• **WRITTEN EXERCISE**: Copy the material below, swapping each "stone block" for "wooden crate" and leaving everything else unchanged.

╔══

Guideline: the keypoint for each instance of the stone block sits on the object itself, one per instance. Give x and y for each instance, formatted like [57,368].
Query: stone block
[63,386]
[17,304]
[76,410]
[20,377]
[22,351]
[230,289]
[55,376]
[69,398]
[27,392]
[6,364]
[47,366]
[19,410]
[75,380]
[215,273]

╚══

• **TASK SOLUTION**:
Guideline: the keypoint for each instance of the wooden crate sits on the object itself, one per instance. Give x and y for each instance, formatted like [57,368].
Query: wooden crate
[63,386]
[17,304]
[76,410]
[20,377]
[22,351]
[230,289]
[55,376]
[69,398]
[27,392]
[6,364]
[47,366]
[19,410]
[75,380]
[215,273]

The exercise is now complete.